↓

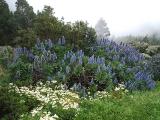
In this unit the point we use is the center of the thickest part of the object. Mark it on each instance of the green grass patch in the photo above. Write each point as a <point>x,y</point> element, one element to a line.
<point>135,106</point>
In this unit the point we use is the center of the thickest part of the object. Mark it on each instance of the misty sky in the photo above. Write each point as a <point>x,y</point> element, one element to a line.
<point>122,16</point>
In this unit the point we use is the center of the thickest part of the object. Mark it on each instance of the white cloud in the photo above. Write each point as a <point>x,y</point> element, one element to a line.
<point>122,16</point>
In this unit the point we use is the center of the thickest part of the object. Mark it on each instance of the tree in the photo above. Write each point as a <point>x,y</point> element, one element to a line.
<point>46,25</point>
<point>84,36</point>
<point>7,28</point>
<point>24,14</point>
<point>102,29</point>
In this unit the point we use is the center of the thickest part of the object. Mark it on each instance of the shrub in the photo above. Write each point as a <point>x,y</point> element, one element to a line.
<point>12,104</point>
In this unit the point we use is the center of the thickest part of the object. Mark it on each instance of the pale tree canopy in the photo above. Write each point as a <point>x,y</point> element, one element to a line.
<point>102,29</point>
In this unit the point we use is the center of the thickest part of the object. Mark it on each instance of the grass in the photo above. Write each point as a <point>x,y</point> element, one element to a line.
<point>135,106</point>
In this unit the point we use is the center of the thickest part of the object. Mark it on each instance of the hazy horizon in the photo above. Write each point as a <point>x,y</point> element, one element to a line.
<point>123,17</point>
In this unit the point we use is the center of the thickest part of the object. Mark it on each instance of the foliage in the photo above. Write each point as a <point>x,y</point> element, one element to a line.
<point>83,73</point>
<point>135,106</point>
<point>102,29</point>
<point>21,73</point>
<point>13,105</point>
<point>155,65</point>
<point>7,23</point>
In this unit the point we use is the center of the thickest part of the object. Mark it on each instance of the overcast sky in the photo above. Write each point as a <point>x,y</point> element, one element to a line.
<point>122,16</point>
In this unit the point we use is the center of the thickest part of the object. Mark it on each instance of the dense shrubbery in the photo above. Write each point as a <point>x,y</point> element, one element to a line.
<point>12,104</point>
<point>105,65</point>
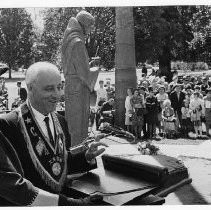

↑

### Exercise aim
Everything from the line with "of the dense" through the final line of the material is to be returned exactly, both ends included, apart from the pictures.

### Solution for this problem
In this unit the point we use is the center of the thickest part of the object. Mark it on each instance of the dense shrubbery in the photo above. Write each point as a <point>x,y</point> element, one element to a line.
<point>12,104</point>
<point>105,65</point>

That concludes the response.